YOUR GOAL =
Scanning the entries below, copy every line that contains the word "ground".

RAW DATA =
= = =
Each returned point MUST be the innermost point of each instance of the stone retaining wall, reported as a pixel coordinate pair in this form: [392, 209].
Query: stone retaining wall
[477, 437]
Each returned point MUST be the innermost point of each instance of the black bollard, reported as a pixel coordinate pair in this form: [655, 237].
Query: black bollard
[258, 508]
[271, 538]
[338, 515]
= = =
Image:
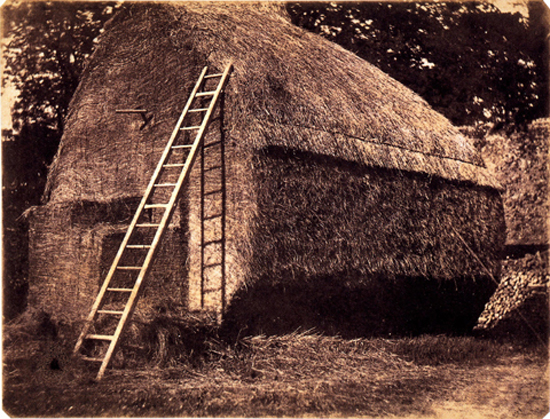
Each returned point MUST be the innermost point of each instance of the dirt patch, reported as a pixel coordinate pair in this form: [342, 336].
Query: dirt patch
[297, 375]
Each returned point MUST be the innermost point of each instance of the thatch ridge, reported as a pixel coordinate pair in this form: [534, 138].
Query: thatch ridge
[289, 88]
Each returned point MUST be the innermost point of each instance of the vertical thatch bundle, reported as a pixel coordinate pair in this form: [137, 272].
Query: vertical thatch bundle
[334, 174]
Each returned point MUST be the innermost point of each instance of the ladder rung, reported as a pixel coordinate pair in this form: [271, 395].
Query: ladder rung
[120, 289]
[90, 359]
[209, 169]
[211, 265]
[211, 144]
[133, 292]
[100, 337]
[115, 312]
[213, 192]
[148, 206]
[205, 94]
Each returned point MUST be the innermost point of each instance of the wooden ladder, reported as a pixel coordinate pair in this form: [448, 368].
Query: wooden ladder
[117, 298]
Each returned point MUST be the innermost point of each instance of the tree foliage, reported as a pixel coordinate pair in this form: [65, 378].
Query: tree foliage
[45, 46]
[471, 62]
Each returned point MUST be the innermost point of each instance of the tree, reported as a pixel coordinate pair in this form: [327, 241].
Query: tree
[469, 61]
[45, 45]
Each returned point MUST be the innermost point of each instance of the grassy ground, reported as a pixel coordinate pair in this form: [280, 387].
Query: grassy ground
= = =
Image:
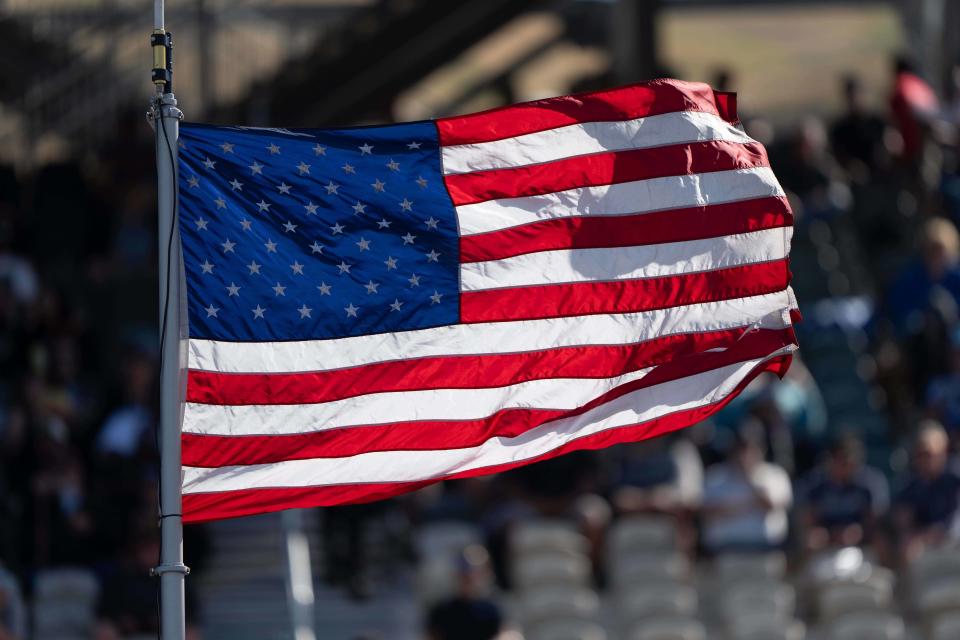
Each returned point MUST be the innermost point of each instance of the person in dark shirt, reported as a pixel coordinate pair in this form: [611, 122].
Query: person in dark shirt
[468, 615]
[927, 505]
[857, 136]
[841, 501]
= = =
FINISHED TASK =
Each returned point MUST be the innermost point of each instance of the grassy ground, reported as a pixel coordinate pair in this form: [280, 387].
Query: grassy ground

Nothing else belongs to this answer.